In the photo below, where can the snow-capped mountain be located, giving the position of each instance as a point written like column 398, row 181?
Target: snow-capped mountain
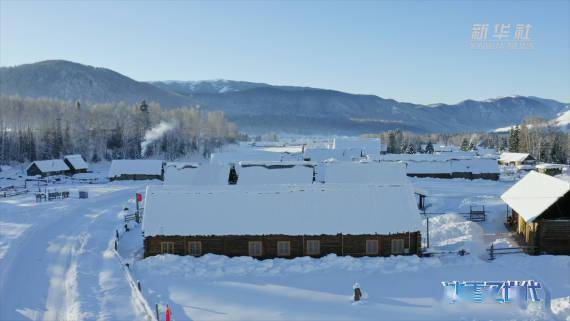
column 259, row 107
column 218, row 86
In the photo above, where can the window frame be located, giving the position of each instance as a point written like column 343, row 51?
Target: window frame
column 308, row 248
column 249, row 248
column 199, row 243
column 166, row 244
column 394, row 242
column 288, row 248
column 377, row 247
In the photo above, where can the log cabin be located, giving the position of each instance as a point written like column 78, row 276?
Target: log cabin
column 272, row 172
column 47, row 167
column 540, row 213
column 76, row 164
column 284, row 221
column 516, row 159
column 136, row 169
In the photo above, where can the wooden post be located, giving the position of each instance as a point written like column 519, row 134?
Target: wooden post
column 341, row 244
column 427, row 232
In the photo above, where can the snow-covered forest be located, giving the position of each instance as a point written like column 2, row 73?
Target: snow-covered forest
column 536, row 136
column 33, row 129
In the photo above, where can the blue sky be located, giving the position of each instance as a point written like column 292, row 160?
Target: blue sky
column 410, row 51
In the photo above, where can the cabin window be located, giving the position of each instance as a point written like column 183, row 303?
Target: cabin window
column 313, row 247
column 283, row 248
column 371, row 247
column 397, row 246
column 167, row 247
column 255, row 248
column 195, row 248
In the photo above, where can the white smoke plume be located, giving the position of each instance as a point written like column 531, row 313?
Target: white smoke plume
column 155, row 133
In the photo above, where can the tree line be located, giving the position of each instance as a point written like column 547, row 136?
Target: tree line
column 35, row 129
column 536, row 136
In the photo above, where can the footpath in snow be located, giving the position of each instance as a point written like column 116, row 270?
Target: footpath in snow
column 56, row 263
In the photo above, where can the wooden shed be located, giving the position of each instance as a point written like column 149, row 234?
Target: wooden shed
column 282, row 221
column 540, row 213
column 136, row 169
column 516, row 159
column 550, row 169
column 271, row 172
column 47, row 167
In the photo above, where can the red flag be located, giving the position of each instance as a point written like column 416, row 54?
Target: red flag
column 168, row 313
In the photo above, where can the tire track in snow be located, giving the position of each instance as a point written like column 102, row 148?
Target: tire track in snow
column 56, row 283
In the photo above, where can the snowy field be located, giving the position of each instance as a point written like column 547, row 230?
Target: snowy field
column 57, row 262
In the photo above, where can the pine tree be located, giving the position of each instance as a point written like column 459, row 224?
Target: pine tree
column 514, row 139
column 464, row 145
column 429, row 148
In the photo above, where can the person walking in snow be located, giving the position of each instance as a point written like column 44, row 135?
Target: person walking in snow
column 357, row 292
column 168, row 313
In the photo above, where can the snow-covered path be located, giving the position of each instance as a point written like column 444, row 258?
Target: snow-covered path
column 60, row 267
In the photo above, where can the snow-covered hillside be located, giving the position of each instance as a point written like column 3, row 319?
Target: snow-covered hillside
column 57, row 262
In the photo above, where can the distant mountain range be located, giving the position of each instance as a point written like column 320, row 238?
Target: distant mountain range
column 259, row 107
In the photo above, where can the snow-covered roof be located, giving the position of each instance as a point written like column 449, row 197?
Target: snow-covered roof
column 135, row 167
column 251, row 155
column 182, row 165
column 76, row 161
column 534, row 194
column 325, row 154
column 292, row 149
column 255, row 173
column 430, row 164
column 550, row 166
column 387, row 173
column 513, row 157
column 50, row 165
column 270, row 164
column 208, row 174
column 290, row 210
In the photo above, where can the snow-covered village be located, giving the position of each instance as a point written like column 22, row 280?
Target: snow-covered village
column 309, row 197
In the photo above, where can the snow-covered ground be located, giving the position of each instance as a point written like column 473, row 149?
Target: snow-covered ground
column 57, row 263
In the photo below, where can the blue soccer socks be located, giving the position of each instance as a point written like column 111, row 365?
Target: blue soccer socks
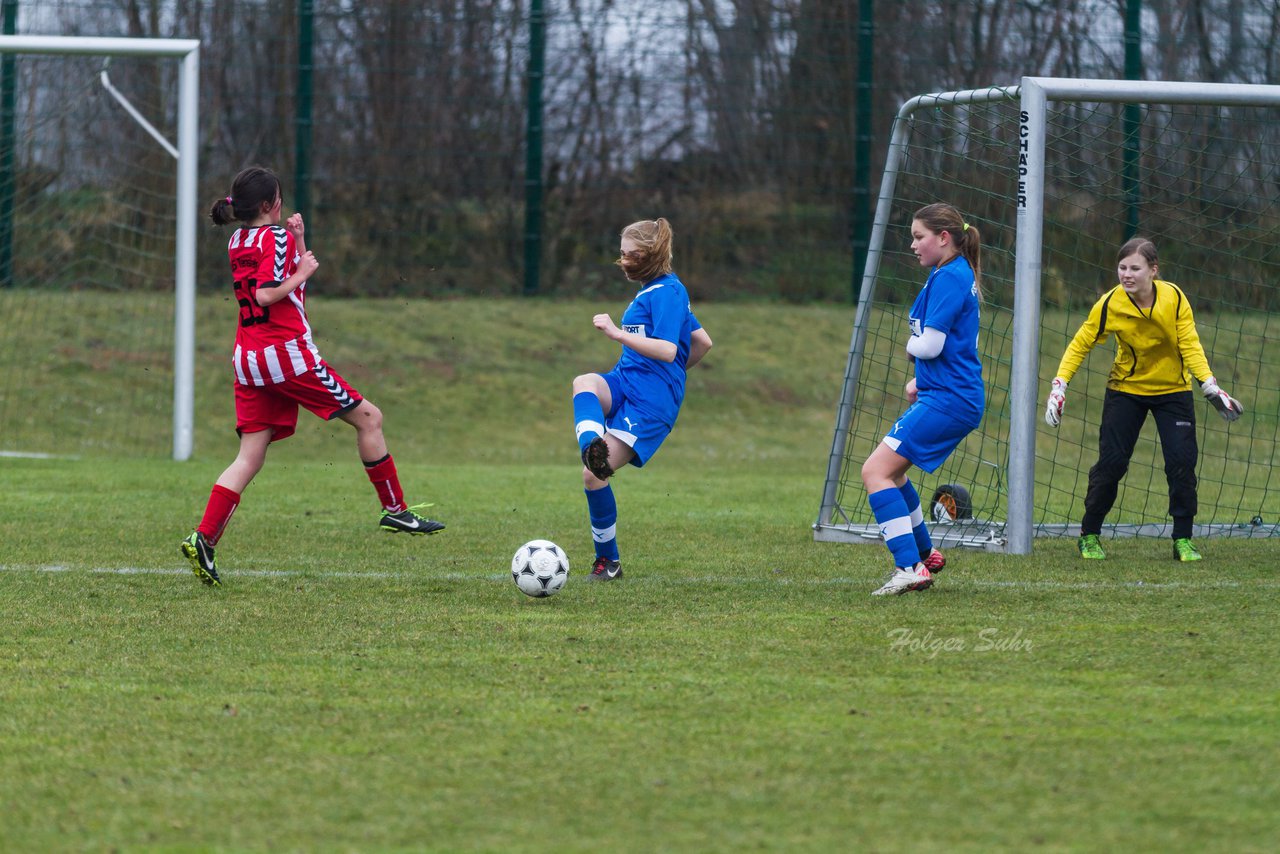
column 923, row 542
column 603, row 511
column 588, row 419
column 895, row 524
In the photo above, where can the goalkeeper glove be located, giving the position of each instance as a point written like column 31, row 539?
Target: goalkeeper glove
column 1056, row 398
column 1226, row 406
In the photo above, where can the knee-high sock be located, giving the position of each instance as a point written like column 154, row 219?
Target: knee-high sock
column 218, row 512
column 603, row 511
column 923, row 542
column 382, row 474
column 895, row 525
column 588, row 419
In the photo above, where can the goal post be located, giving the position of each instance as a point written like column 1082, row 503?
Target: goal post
column 187, row 51
column 1040, row 168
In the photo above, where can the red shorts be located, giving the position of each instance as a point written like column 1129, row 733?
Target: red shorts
column 275, row 407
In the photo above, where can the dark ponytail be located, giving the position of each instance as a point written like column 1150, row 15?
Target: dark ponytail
column 251, row 188
column 940, row 218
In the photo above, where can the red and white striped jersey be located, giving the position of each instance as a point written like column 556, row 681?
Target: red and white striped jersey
column 273, row 342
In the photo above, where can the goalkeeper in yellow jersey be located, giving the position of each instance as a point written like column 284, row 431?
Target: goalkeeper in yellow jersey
column 1157, row 355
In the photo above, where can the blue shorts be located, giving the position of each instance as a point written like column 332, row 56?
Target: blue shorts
column 636, row 428
column 926, row 437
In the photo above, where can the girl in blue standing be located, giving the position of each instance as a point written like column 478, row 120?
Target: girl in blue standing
column 946, row 396
column 625, row 415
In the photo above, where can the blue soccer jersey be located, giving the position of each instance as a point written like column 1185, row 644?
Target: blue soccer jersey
column 659, row 310
column 952, row 380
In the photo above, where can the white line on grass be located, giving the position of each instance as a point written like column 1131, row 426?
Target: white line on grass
column 1225, row 584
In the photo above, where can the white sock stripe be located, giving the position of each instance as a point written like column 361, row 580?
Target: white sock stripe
column 589, row 427
column 900, row 526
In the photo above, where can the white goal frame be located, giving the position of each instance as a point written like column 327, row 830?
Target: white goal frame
column 1016, row 533
column 187, row 153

= EXERCISE =
Reproduce all of the records above, swapping every instance of "Target" for "Object" and changing nothing else. Leave the pictures out.

= THE RESPONSE =
In the photo below, where can the snow-capped mountain be located, giving the position of each instance as a point written like column 398, row 181?
Object: snow-capped mountain
column 259, row 107
column 218, row 86
In the photo above, where can the window frame be located, giving the position of each instance as a point written like column 343, row 51?
Object: window frame
column 308, row 248
column 249, row 248
column 199, row 243
column 166, row 244
column 394, row 242
column 288, row 248
column 377, row 247
In the photo above, where can the log cabin be located, giving the position of each instance as a point written like column 78, row 276?
Object: log cabin
column 272, row 172
column 47, row 167
column 540, row 213
column 76, row 164
column 284, row 221
column 516, row 159
column 136, row 169
In the photo above, where can the wooden post be located, giving the position of each instance as a point written like column 519, row 134?
Object: wooden post
column 341, row 244
column 427, row 232
In the photo above, where can the snow-covered forest be located, giving the position of each instance as a point written like column 2, row 73?
Object: snow-covered forest
column 536, row 136
column 33, row 129
In the photo above, where can the blue sky be located, giving the position of each instance as a point written like column 292, row 160?
Object: blue sky
column 410, row 51
In the photo above, where can the cabin window be located, giving the position of each instance as a point written like column 183, row 303?
Object: cabin window
column 313, row 247
column 283, row 248
column 371, row 247
column 397, row 246
column 167, row 247
column 255, row 248
column 195, row 248
In the photo above, where can the white smoke plume be located, giving the position of each instance as a point written like column 531, row 313?
Object: white smoke plume
column 155, row 133
In the photo above, where can the tree line be located, giving the position of each instance as a point written like column 547, row 136?
Object: tree line
column 35, row 129
column 536, row 136
In the photo above, where can the footpath in snow be located, giving the position of each instance as a point written like column 116, row 270?
Object: footpath in snow
column 56, row 263
In the photo above, where can the wooden shed be located, giving the position of each instance as a point written like column 149, row 234?
Object: wooden shed
column 282, row 221
column 540, row 213
column 136, row 169
column 516, row 159
column 550, row 169
column 271, row 172
column 47, row 167
In the photo above, where can the red flag be located, giving the position of each instance as a point written like column 416, row 54?
Object: red flag
column 168, row 313
In the photo above, where can the tire track in snow be located, giving the position of each instance as a point written like column 102, row 148?
Object: tire track in snow
column 56, row 283
In the photo above, where can the snowy field be located, giving the position of each instance as a point written like column 547, row 230?
Object: snowy field
column 57, row 262
In the photo above, where can the pine tree be located, giving the position of each instance as a point written like column 459, row 224?
Object: pine tree
column 514, row 139
column 464, row 145
column 429, row 148
In the photo above, where can the person walking in snow be located, giving the position of each instance as a point written like column 44, row 135?
Object: person walking in snow
column 357, row 292
column 168, row 313
In the photo above, where can the snow-covered path be located, giving the position of each instance as a point written like column 444, row 258?
Object: snow-covered path
column 60, row 267
In the photo above, where can the snow-covered hillside be located, giving the position of each instance as a point written like column 3, row 319?
Object: snow-covered hillside
column 57, row 262
In the photo above, where can the distant mountain range be located, giving the position of each instance as a point written like column 320, row 238?
Object: distant mountain range
column 259, row 107
In the photo above, where can the snow-covered roof be located, giving the position of each instance as a point written like column 449, row 197?
Object: snow-covered roof
column 135, row 167
column 251, row 155
column 182, row 165
column 76, row 161
column 534, row 194
column 325, row 154
column 292, row 149
column 255, row 173
column 430, row 164
column 550, row 166
column 387, row 173
column 513, row 157
column 50, row 165
column 270, row 164
column 208, row 174
column 290, row 210
In the photo above, where can the snow-covered village be located, giving the position of each instance as a point written like column 22, row 280?
Object: snow-covered village
column 309, row 197
In the photo above, where can the snow-covered ground be located, giving the position of each instance as a point written like column 473, row 149?
Object: snow-covered ground
column 57, row 263
In the photo below, where can the blue soccer socks be located, giving the position of each instance as a point written like column 111, row 365?
Object: blue soccer socks
column 923, row 542
column 603, row 511
column 588, row 419
column 895, row 524
In the photo above, where can the goalkeeper glove be located, giving the position of each instance as a point written like column 31, row 539?
Object: goalkeeper glove
column 1056, row 398
column 1226, row 406
In the photo above, where can the knee-high sock be located, giving the position of each instance as a point written like column 154, row 219?
Object: knee-high sock
column 218, row 512
column 603, row 511
column 923, row 542
column 382, row 474
column 895, row 525
column 588, row 419
In the photo above, where can the goal post be located, giving the position of each instance as a point written like column 1082, row 503?
Object: goal post
column 187, row 51
column 1040, row 168
In the photo above, where can the red shorts be located, giving the position of each instance as a point written like column 1129, row 733?
Object: red shorts
column 275, row 407
In the photo above, where can the dark ponytail be located, giving the position of each instance as a point written like column 1150, row 15?
Object: dark ponytail
column 251, row 188
column 940, row 218
In the photo above, where can the red and white striped jersey be located, giving the position of each instance as a point written like column 556, row 681?
Object: red and white striped jersey
column 273, row 342
In the photo above, where can the goalkeeper in yellow jersey be located, giving the position of each instance as a point written like column 284, row 431?
Object: goalkeeper in yellow jersey
column 1157, row 355
In the photo above, where can the blue shorts be located, giving the position of each instance as a point written like column 332, row 56?
Object: blue shorts
column 636, row 428
column 926, row 437
In the photo above, where can the girl in blue standing be located, giving the position of each instance as a point written like column 478, row 120?
Object: girl in blue standing
column 946, row 396
column 625, row 415
In the photo above, where can the blue soccer jersey be located, giving the position of each instance as a point written like column 1185, row 644?
Object: blue soccer jersey
column 659, row 310
column 952, row 380
In the photo above, where can the white line on grass be located, giving the position of each instance as a point written like column 1131, row 426?
Object: white line on grass
column 1225, row 584
In the photo above, where can the white sock stripe be located, giving the position of each instance as a point written like column 361, row 580?
Object: white sock stripe
column 589, row 427
column 900, row 526
In the photo above, where can the white goal frame be located, giving the position of each instance as a point written like column 327, row 830?
Object: white goal frame
column 1016, row 533
column 187, row 153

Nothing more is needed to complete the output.